Rows of bounding-box annotation data:
• • • • • • •

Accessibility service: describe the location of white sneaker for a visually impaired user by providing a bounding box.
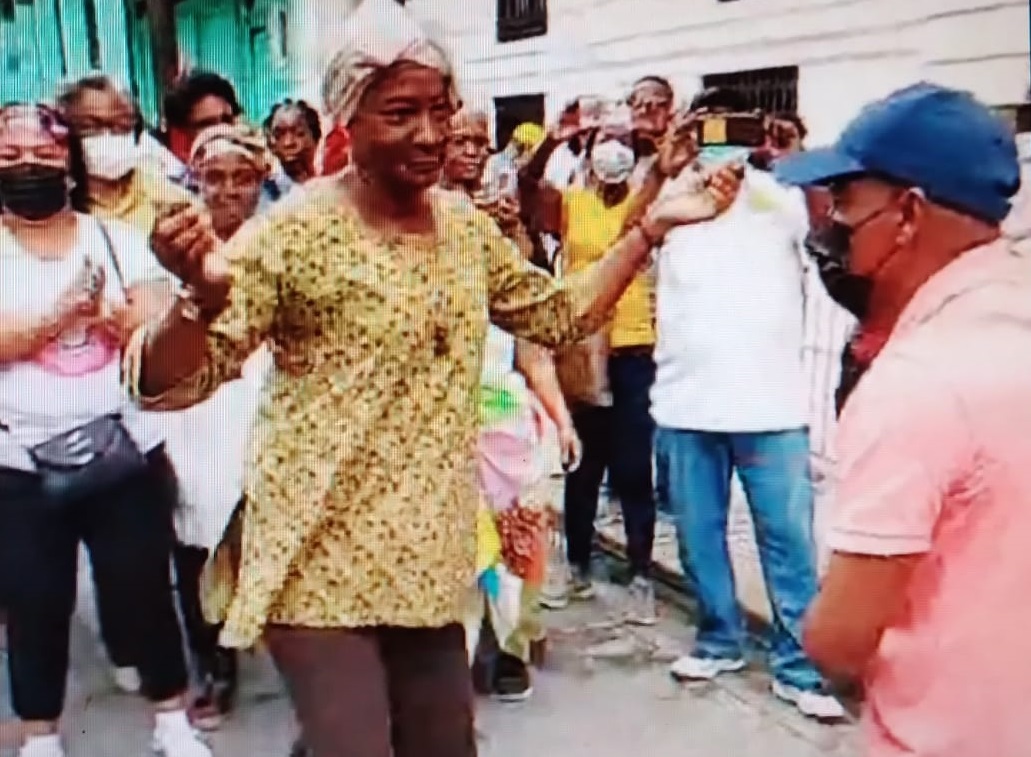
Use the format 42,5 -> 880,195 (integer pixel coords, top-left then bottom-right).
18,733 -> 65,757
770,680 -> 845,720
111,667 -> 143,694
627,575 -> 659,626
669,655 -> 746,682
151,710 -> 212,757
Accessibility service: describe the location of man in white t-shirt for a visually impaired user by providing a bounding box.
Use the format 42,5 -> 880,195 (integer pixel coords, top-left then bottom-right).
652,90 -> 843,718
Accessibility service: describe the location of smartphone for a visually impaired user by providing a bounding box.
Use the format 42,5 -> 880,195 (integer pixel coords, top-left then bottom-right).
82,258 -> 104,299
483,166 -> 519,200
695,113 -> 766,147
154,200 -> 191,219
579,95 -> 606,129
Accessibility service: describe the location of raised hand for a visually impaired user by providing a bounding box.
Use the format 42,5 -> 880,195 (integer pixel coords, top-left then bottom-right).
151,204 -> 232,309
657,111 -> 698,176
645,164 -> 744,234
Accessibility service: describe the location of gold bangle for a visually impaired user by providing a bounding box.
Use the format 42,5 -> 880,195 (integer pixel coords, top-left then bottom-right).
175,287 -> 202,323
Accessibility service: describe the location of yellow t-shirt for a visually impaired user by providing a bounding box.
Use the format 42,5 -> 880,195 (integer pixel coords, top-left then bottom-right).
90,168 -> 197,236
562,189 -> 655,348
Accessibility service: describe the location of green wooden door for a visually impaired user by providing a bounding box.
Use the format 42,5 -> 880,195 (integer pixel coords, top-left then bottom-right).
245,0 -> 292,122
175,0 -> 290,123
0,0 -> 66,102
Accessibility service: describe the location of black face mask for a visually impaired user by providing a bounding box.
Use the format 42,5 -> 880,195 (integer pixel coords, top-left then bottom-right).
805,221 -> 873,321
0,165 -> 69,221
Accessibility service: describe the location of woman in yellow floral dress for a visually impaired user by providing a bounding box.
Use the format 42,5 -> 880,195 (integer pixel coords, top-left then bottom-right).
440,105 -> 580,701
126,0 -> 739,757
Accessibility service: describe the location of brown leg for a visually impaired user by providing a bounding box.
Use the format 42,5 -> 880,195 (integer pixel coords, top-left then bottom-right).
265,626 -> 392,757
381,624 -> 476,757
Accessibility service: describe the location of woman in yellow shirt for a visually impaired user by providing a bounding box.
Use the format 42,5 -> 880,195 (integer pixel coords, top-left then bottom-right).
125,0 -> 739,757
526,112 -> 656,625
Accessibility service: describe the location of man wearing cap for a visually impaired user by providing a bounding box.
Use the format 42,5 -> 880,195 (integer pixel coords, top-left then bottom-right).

• • • • • • •

- **EXERCISE AIM**:
Return all of the material above line for line, without any alteration, but omit the picture.

- **RESPONSE FOR THIS EXERCISE**:
Accessibility service: describe the location of white sneaker for a visually impaired user by providing a bounding box.
Use the format 42,5 -> 880,195 (integer pixel coords, top-left then bottom-right).
18,733 -> 65,757
770,680 -> 845,720
111,667 -> 143,694
627,575 -> 659,626
669,655 -> 746,682
151,710 -> 212,757
Accessibility service: describe the location of man in white t-shirt for a visually impaired user by providing a bounding box.
Use the format 42,5 -> 880,195 (integer pixel coords, top-left then bottom-right).
652,90 -> 843,718
Accessibility service: describe the location of smartphone for a visually impaired user by providing a bounding box.
Use the format 42,5 -> 880,195 (integer pixel coords, top-left then bottom-right).
82,258 -> 104,299
483,166 -> 519,200
695,113 -> 766,147
154,200 -> 191,219
579,95 -> 606,129
Accessibility service: describe the location of raised hand for a visually impaired user by providing a bounding box.
Use the format 42,5 -> 880,195 (integer pixel coords, top-left then bottom-right).
151,204 -> 232,309
657,111 -> 698,176
645,164 -> 744,234
Accessibility service: describe the location of gold bangle for a visually impaired user by providing a bounding box.
Use the format 42,5 -> 880,195 (integer pixel coords, top-left then bottom-right).
175,287 -> 202,323
Accessibility service: describe the location of yellow t-shirt for a visually impaired user by providing a bounding box.
Use the format 42,5 -> 880,195 (integer pixel coords, top-left then bottom-right).
90,168 -> 197,236
562,189 -> 655,348
Accessibility service: describe the location of green wooden door for a visually impaired user by providing a bounding box.
Use the format 42,5 -> 880,195 (integer pixel coords, top-left then bottom-right).
245,0 -> 292,122
175,0 -> 290,123
0,0 -> 66,102
Accessibility service: describe the location of black face mask for a visually impaired user by providing a bounding box.
Use the format 42,5 -> 880,195 (integer pixel coords, top-left then bottom-right).
805,221 -> 873,321
0,165 -> 69,221
Accessibility service: describe the location of woman in yellow floral dress for a visually impaired user by providing a bounding box.
Use the format 42,5 -> 880,195 (integer pixel coords, top-left then bottom-right).
440,105 -> 580,701
126,0 -> 739,757
Accessibility service: describe the location of brown leg for a visually impaired user by providing a bounding box.
Use the format 42,5 -> 880,195 (integer pixel coords, top-left then bottom-right).
265,626 -> 392,757
381,624 -> 476,757
Accessibility service: describe the location of woman in yellow shirt for a visually impaired user by providing a bounding box.
Use the format 42,5 -> 880,195 (integer pixel coords, top-left then bottom-right).
125,0 -> 739,757
526,112 -> 656,625
Accessibility service: describe the location of man wearing cap for a visually impaired user by providing a bounding box.
Use the format 42,5 -> 880,195 (integer pixel coords, top-left then bottom-right).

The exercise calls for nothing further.